*Gegeven opgave*
Toon elke regel uit het materiaal waarin het woord "trimmed" voorkomt.

*Invoerregels*
--------
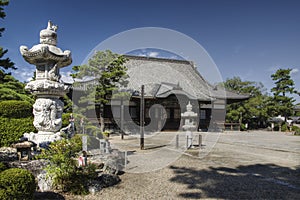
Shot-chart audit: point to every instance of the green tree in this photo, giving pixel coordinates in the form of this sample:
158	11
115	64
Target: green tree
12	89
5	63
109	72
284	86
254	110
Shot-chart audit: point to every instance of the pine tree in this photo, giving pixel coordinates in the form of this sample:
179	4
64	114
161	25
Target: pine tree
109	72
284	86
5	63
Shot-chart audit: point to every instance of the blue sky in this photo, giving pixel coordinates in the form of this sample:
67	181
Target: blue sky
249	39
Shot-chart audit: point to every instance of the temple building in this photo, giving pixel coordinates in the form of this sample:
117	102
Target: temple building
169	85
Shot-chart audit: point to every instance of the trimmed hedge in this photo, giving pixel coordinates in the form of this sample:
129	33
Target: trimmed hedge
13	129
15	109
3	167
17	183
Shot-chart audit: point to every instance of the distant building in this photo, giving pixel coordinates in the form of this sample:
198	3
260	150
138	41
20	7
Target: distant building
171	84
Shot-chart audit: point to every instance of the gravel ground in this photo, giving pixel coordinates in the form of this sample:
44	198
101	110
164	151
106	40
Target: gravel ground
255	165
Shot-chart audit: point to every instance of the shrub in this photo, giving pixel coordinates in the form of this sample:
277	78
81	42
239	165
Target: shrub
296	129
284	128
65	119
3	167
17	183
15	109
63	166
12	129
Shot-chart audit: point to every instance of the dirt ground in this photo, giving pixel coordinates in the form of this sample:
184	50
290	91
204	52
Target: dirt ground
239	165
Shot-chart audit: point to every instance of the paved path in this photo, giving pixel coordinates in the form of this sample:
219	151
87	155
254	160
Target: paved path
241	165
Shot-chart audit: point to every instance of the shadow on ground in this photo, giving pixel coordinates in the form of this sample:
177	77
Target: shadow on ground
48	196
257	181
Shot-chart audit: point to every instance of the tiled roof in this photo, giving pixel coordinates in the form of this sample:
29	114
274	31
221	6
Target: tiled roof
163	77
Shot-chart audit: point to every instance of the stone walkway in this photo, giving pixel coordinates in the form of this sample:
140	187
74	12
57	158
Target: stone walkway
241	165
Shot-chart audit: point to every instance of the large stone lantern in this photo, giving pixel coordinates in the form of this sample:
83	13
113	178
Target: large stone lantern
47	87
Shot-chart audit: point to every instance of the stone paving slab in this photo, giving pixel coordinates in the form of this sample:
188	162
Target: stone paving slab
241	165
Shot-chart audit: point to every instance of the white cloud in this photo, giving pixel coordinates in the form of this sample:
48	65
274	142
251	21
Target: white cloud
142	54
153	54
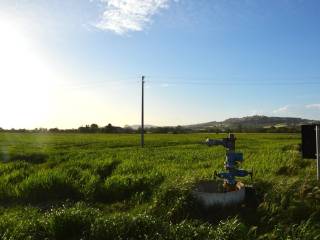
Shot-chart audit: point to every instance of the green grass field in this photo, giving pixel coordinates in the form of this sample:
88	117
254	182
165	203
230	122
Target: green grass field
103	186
--------
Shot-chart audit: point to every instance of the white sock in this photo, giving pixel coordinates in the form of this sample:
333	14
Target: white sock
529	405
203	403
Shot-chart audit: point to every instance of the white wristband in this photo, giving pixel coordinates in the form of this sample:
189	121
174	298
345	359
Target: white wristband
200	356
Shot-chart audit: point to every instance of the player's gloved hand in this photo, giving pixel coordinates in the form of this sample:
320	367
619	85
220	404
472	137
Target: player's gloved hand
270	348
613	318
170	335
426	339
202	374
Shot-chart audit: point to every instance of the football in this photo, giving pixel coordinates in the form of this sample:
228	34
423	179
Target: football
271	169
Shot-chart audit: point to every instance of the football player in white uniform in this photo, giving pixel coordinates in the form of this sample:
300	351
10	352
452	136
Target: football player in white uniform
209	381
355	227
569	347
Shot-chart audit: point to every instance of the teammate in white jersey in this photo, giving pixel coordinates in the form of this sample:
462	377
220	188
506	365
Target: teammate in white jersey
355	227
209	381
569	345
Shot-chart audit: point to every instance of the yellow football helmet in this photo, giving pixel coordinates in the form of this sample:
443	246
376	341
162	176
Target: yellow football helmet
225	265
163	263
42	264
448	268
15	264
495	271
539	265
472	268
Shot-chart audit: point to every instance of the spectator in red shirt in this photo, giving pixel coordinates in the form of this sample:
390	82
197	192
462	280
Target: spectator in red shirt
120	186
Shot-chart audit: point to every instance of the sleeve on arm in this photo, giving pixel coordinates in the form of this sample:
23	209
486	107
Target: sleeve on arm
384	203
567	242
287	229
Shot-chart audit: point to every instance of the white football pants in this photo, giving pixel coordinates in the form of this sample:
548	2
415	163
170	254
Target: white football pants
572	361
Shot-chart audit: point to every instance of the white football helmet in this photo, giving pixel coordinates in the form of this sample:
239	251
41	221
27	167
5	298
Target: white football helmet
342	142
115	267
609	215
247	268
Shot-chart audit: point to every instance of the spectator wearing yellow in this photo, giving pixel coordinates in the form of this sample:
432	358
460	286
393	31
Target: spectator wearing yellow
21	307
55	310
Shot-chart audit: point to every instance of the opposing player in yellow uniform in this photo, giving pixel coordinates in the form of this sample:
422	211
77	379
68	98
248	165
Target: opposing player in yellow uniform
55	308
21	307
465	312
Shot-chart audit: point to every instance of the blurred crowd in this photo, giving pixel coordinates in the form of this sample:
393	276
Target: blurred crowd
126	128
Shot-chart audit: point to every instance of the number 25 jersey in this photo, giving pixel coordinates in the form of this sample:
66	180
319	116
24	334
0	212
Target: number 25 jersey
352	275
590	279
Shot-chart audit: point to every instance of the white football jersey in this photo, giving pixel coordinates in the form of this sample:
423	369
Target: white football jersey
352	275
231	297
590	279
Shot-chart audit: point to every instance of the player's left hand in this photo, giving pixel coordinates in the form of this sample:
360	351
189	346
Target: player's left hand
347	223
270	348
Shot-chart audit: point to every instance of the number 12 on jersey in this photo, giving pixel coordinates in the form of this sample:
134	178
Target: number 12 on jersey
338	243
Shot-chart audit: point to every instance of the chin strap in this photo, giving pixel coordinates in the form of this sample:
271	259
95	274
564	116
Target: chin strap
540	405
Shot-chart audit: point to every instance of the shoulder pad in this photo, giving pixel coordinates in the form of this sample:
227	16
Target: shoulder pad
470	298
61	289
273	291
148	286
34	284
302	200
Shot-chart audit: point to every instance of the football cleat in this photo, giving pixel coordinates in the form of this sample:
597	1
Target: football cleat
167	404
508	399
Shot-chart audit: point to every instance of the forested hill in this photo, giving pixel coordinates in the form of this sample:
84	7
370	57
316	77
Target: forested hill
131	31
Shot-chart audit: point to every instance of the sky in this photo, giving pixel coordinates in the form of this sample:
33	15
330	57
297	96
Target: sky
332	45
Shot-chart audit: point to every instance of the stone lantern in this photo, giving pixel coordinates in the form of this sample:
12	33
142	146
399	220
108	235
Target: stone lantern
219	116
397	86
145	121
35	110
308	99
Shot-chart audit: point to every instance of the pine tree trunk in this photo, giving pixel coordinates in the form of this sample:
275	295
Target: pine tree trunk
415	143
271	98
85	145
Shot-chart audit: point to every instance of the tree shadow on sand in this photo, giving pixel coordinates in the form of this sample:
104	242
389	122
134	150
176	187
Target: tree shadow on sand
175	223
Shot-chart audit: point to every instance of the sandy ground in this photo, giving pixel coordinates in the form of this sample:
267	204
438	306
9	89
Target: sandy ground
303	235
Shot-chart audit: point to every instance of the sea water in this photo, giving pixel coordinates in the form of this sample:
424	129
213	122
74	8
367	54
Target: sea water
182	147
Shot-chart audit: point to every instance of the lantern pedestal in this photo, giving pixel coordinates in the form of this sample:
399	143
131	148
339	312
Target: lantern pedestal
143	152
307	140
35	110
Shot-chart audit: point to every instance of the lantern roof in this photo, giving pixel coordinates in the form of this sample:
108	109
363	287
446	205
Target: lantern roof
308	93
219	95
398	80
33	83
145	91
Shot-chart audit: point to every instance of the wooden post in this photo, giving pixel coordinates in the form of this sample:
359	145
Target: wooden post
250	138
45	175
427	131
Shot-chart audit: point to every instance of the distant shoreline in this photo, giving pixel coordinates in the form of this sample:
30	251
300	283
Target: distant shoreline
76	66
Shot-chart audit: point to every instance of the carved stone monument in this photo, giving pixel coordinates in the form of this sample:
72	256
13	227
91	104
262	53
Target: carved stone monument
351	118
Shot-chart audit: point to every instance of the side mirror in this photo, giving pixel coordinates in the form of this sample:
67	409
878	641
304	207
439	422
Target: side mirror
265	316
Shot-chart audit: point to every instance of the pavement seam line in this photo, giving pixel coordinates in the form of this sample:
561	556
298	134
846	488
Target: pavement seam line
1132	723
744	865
--------
*Oplossing*
Shot-chart audit: point to every instance of the trimmed hedge in this photo, giving pixel coordinates in the form of this sample:
Target: trimmed hedge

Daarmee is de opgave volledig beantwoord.